▶ Given task
Transcribe every line of the entries below word for word, leaving out the pictures.

Saved data entries:
::::

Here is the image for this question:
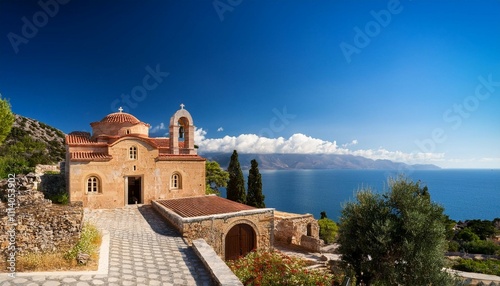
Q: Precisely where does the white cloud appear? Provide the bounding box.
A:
[149,122,167,133]
[195,128,444,164]
[342,139,358,148]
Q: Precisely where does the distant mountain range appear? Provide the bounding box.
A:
[200,153,440,170]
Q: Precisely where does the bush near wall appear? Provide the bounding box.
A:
[227,251,333,286]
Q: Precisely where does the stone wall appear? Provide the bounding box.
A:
[274,211,321,252]
[153,201,274,259]
[0,173,83,255]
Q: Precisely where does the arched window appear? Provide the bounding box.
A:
[87,176,101,194]
[128,146,137,160]
[170,173,182,189]
[307,223,312,236]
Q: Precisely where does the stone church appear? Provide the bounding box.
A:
[65,105,205,208]
[65,104,319,260]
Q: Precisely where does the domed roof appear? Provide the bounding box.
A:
[100,112,141,124]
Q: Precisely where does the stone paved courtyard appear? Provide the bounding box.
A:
[0,206,212,286]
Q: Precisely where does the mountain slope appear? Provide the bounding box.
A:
[201,153,440,170]
[0,114,66,167]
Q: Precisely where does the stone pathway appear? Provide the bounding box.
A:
[0,206,212,286]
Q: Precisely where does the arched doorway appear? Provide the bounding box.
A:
[225,223,256,260]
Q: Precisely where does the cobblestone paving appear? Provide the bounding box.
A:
[0,206,212,286]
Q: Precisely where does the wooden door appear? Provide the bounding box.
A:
[225,224,255,260]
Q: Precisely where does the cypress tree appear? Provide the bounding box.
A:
[247,159,266,208]
[226,150,246,204]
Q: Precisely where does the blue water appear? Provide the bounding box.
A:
[222,170,500,221]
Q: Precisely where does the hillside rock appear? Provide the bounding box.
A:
[3,114,66,163]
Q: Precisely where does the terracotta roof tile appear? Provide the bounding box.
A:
[156,152,205,161]
[66,131,98,144]
[70,151,113,161]
[157,196,256,218]
[100,112,141,124]
[151,138,170,148]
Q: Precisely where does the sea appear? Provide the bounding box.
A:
[221,169,500,222]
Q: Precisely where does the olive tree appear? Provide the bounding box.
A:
[338,177,455,285]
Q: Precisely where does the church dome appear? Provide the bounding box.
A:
[100,112,141,124]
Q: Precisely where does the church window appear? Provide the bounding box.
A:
[129,146,137,160]
[87,176,100,194]
[170,173,181,189]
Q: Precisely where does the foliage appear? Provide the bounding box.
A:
[467,219,496,240]
[227,251,333,286]
[452,259,500,276]
[205,161,229,196]
[16,224,101,271]
[0,134,51,178]
[226,150,246,204]
[0,113,66,178]
[462,240,500,255]
[318,217,339,244]
[0,94,14,145]
[64,224,101,260]
[320,211,328,219]
[455,227,479,241]
[448,219,500,252]
[247,159,266,208]
[338,177,454,285]
[49,192,69,205]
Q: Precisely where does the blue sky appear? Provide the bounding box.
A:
[0,0,500,168]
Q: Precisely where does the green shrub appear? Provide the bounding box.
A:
[64,223,101,260]
[448,240,460,252]
[464,240,500,255]
[318,217,339,244]
[455,227,479,241]
[50,193,69,205]
[452,259,500,276]
[227,251,333,286]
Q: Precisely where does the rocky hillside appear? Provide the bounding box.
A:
[0,114,66,167]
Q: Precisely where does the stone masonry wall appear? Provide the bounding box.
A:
[274,212,321,251]
[182,209,274,258]
[0,173,83,255]
[153,201,274,259]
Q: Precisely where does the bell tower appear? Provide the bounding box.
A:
[168,104,196,155]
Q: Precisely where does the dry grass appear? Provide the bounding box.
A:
[0,225,102,273]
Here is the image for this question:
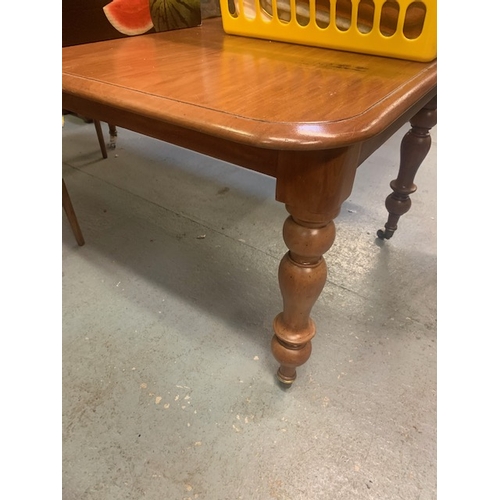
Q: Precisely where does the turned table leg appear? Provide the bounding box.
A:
[94,120,108,159]
[271,145,360,385]
[377,97,437,240]
[272,214,335,384]
[62,179,85,246]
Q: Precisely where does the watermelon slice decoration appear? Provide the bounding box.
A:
[103,0,153,36]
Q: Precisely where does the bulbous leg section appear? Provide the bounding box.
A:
[271,215,335,385]
[377,98,437,240]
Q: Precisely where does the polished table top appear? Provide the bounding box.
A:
[62,15,437,384]
[62,18,437,149]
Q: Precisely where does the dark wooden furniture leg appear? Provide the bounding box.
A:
[108,123,118,149]
[93,120,108,158]
[377,96,437,240]
[63,179,85,246]
[271,146,359,385]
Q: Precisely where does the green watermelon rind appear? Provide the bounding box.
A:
[102,0,153,36]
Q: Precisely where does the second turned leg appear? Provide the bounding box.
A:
[377,97,437,240]
[272,214,335,384]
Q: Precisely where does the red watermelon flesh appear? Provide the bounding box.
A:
[103,0,153,36]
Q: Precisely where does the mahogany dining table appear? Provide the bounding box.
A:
[62,18,437,384]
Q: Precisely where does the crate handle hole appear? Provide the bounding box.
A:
[380,0,399,37]
[403,2,427,40]
[357,0,375,33]
[335,0,352,31]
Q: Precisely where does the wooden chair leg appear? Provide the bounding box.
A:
[94,120,108,158]
[377,97,437,240]
[63,179,85,246]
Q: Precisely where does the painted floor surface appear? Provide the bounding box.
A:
[62,116,437,500]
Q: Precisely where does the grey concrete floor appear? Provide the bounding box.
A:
[62,117,437,500]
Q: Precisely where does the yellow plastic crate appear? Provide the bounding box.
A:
[220,0,437,62]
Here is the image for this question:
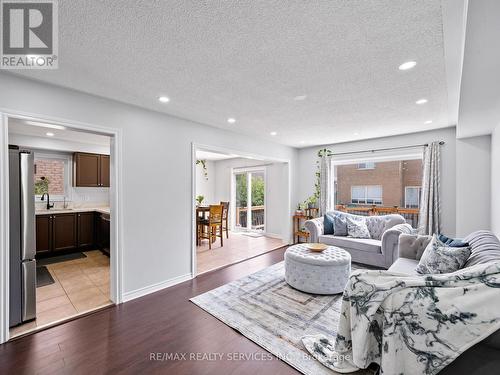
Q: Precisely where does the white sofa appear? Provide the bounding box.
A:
[305,211,413,268]
[389,231,500,375]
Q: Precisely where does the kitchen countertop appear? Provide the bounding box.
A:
[35,207,110,215]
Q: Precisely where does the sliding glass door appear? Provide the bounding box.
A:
[233,169,266,232]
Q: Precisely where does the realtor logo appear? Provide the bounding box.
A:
[0,0,58,69]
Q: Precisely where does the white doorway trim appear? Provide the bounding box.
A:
[0,108,123,344]
[190,142,293,278]
[230,165,269,235]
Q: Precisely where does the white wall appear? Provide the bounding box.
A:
[294,128,456,235]
[0,73,297,293]
[456,135,491,237]
[491,125,500,237]
[195,160,216,204]
[214,158,291,241]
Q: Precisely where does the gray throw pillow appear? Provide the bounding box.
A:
[416,235,470,274]
[333,215,347,236]
[346,217,371,238]
[464,230,500,267]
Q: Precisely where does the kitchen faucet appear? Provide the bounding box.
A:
[40,193,54,210]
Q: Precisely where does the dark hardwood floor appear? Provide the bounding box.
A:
[0,248,297,375]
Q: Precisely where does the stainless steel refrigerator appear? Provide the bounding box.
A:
[9,146,36,327]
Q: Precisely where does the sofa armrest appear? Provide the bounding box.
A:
[304,217,324,242]
[381,224,413,268]
[398,234,432,260]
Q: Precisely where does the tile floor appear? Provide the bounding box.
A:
[10,250,111,337]
[196,232,286,274]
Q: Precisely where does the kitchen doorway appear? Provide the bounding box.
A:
[0,114,122,342]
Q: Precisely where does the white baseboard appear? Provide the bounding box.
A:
[123,273,193,302]
[265,233,283,240]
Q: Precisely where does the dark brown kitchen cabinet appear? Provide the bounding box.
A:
[77,212,95,248]
[36,215,52,254]
[52,214,77,251]
[99,155,109,187]
[97,213,111,256]
[73,152,109,187]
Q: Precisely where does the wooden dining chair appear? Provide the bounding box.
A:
[220,202,229,238]
[198,204,224,249]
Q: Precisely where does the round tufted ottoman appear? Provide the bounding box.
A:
[285,244,351,294]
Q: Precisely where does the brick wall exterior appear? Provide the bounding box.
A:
[335,160,422,207]
[35,160,64,195]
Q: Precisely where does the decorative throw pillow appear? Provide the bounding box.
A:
[346,217,371,238]
[438,234,469,247]
[416,235,470,274]
[323,212,335,234]
[333,215,347,236]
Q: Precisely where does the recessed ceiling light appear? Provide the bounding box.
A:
[399,61,417,70]
[26,121,66,130]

::::

▶ The solution
Here is the image for this question:
Q: Precisely where does the white cloud appear? Provide the bounding box.
A:
[149,122,167,133]
[195,128,444,164]
[342,139,358,148]
Q: Precisely where does the distant mountain range appear? Provide the bounding box.
A:
[200,153,440,170]
Q: Precisely where does the bush near wall appear? Provide the bounding box.
A:
[227,251,333,286]
Q: Precisely where does the stone wall appear? Provide the bounding box.
A:
[274,211,321,252]
[153,201,274,259]
[0,173,83,255]
Q: Precisely where does the arched window appear? Provide the bounding box.
A:
[87,176,101,194]
[128,146,137,160]
[170,173,182,189]
[307,223,312,236]
Q: Precisely where does the stone church appear? Provide the bounding box.
A:
[65,105,205,208]
[65,104,319,260]
Q: Precisely where does the domed roof appear? Provide the bounding box.
A:
[100,112,141,124]
Q: Precisely where does the stone paved courtyard appear? Provide the bounding box.
A:
[0,206,212,286]
Q: Precisely where does the mountain slope appear? Provide the bounding box.
A:
[201,153,440,170]
[0,114,66,167]
Q: Precisely where does the stone pathway appear? Provide the bounding box.
A:
[0,206,212,286]
Q: Precisely where does the arched doorway appear? Provide the bounding box.
A:
[225,223,256,260]
Q: Precisely where does the cobblestone paving appear? Provide the bounding box.
A:
[0,206,212,286]
Q: Precisely where does the wooden door appear? Provide the bounding box.
A:
[225,224,255,260]
Q: Precisely where does the cypress tree appear? Provide the bounding box.
A:
[247,159,266,208]
[226,150,246,204]
Q: Precisely where does the blue water appear? Provide the bounding box.
A:
[222,170,500,221]
Q: Precisely where does the hillside rock appear? Provide the bounding box.
A:
[3,114,66,163]
Q: Precisely where does the terracotta roof tile appear? Provide the bounding box.
A:
[156,152,205,161]
[66,131,98,144]
[70,151,113,161]
[157,196,256,218]
[100,112,141,124]
[151,138,170,148]
Q: Precisely where does the sea appear? Provide the bounding box.
A:
[221,169,500,222]
Q: Precisely where does the olive tree appear? Provide the bounding box.
A:
[338,177,455,285]
Q: Precisely where does the church dome appear? Provide the bounding box.
A:
[100,112,141,124]
Q: Precisely where does the church window appear? Provide the bounding box.
A:
[129,146,137,160]
[87,176,100,194]
[170,173,181,189]
Q: Precisely where does the foliage appear? Provide the bounding box.
A:
[467,219,496,240]
[227,251,333,286]
[452,259,500,276]
[205,161,229,196]
[16,224,101,271]
[0,134,51,178]
[226,150,246,204]
[0,113,66,178]
[462,240,500,255]
[318,217,339,244]
[0,94,14,145]
[64,224,101,260]
[320,211,328,219]
[455,227,479,241]
[448,219,500,252]
[247,159,266,208]
[338,177,454,285]
[49,192,69,205]
Q: Precisely where does the blue sky appear? Provide the bounding box.
A:
[0,0,500,168]
Q: Precisely where does the green shrub appear? Provide the bounding box.
A:
[64,223,101,260]
[448,240,460,252]
[464,240,500,255]
[318,217,339,244]
[455,227,479,241]
[50,193,69,205]
[452,259,500,276]
[227,251,333,286]
Q: Precisely where does the rocky hillside appear? Provide the bounding box.
A:
[0,114,66,167]
Q: Precisely where does the stone masonry wall appear? Provide the bounding box.
A:
[274,212,321,251]
[182,209,274,258]
[0,173,83,255]
[153,201,274,259]
Q: Precisely where does the bell tower appear? Provide the bounding box.
A:
[168,104,196,155]
Q: Precisely where does the dry grass appear? Provide the bounding box.
A:
[0,225,102,273]
Here is the image for this question:
Q: Precisely where does the turned table leg appear? Provide the bounding box.
A:
[94,120,108,159]
[271,145,360,385]
[377,97,437,240]
[272,214,335,384]
[62,179,85,246]
Q: Precisely where does the watermelon slice decoration appear? Provide the bounding box.
A:
[103,0,153,36]
Q: Precisely where does the bulbous leg section appear? Provide the bounding box.
A:
[271,215,335,385]
[377,98,437,240]
Q: Precisely where does the polished table top appear? Provide the bounding box.
A:
[62,15,437,384]
[62,18,437,149]
Q: Precisely where does the dark wooden furniture leg appear? Provide the bounding box.
A:
[108,123,118,149]
[93,120,108,158]
[377,96,437,240]
[63,179,85,246]
[271,146,359,385]
Q: Precisely where does the green watermelon rind appear? Provide the bounding box.
A:
[102,0,153,36]
Q: Precisely where does the second turned leg appear? Provide the bounding box.
A:
[377,97,437,240]
[272,214,335,384]
Q: Precisely where does the red watermelon flesh appear? Provide the bounding box.
A:
[103,0,153,36]
Q: Precisely where does the mahogany dining table appear? Provide the bounding box.
A:
[62,18,437,384]
Q: Precisely where does the crate handle hole appear? Provide the bounding box.
A:
[380,0,399,37]
[403,2,427,40]
[357,0,375,33]
[335,0,352,31]
Q: Precisely where does the wooden chair leg appear? Provide the bounding box.
A:
[94,120,108,158]
[377,97,437,240]
[63,179,85,246]
Q: Precisely where does the painted floor surface appear? Provide the bounding box.
A:
[62,116,437,500]
Q: Precisely where does the grey concrete floor appear? Provide the bounding box.
A:
[62,117,437,500]
Q: Precisely where does the yellow plastic crate appear? Provide the bounding box.
A:
[220,0,437,62]
Here is the image for this question:
Q: Precisely where does the white sofa appear? Provide the bounding box.
A:
[305,211,413,268]
[389,231,500,375]
Q: Precisely where does the kitchen countertop appear? Provide the bounding box.
A:
[35,207,110,215]
Q: Precisely where does the sliding glass door appear? Provide the bounding box.
A:
[233,169,266,232]
Q: Precisely where does the realtor logo appear? Provide the bounding box.
A:
[0,0,58,69]
Q: Precisely where does the white doorway trim appear? Provide the bounding box.
A:
[0,108,123,344]
[190,142,293,278]
[230,165,269,235]
Q: Precisely where does the white wall appear? Provide the bounding box.
A:
[294,128,456,235]
[0,73,297,293]
[456,135,491,237]
[491,125,500,237]
[195,160,216,204]
[214,158,291,241]
Q: Precisely where does the gray throw pillow appear? Provide the bounding box.
A:
[416,235,470,274]
[333,215,347,236]
[346,217,371,238]
[464,230,500,267]
Q: Precisely where does the kitchen faucet appear? Provide the bounding box.
A:
[40,193,54,210]
Q: Precisely where does the dark hardwood floor appear? Provide the bounding box.
A:
[0,248,297,375]
Q: Precisely where does the stainless steel refrigerator appear? Provide the bounding box.
A:
[9,146,36,327]
Q: Precisely where does the sofa armrest appear? Provide the bounding box.
A:
[304,217,324,242]
[381,224,413,268]
[398,234,432,260]
Q: Precisely where does the tile floor appear? Provide the bounding box.
A:
[10,250,111,337]
[196,232,286,274]
Q: Precisely where does the kitchen doorway appear? Provide the bounding box.
A:
[0,114,122,342]
Q: Precisely where does the white baseboard appear? Provide the bounding box.
A:
[123,273,193,302]
[265,233,283,240]
Q: Precisely where does the dark brown kitchen cabinet appear? Provide the bounding box.
A:
[77,212,95,248]
[36,215,52,254]
[52,214,77,251]
[99,155,109,187]
[97,213,111,256]
[73,152,109,187]
Q: Precisely where does the wooden dining chair appear? Provide the bounding box.
A:
[220,202,229,238]
[198,204,224,249]
Q: Precisely where does the round tufted ottoman appear? Provide the bounding box.
A:
[285,244,351,294]
Q: Precisely where does the brick wall exterior appear? Provide the bounding box.
A:
[335,160,422,207]
[35,160,64,195]
Q: Precisely where does the decorative throw pillow appear? Provide the bounding box.
A:
[346,217,371,238]
[438,234,469,247]
[416,235,470,274]
[323,212,335,234]
[333,215,347,236]
Q: Precisely where does the recessed ceiling light appear? Provide the bounding box.
A:
[399,61,417,70]
[26,121,66,130]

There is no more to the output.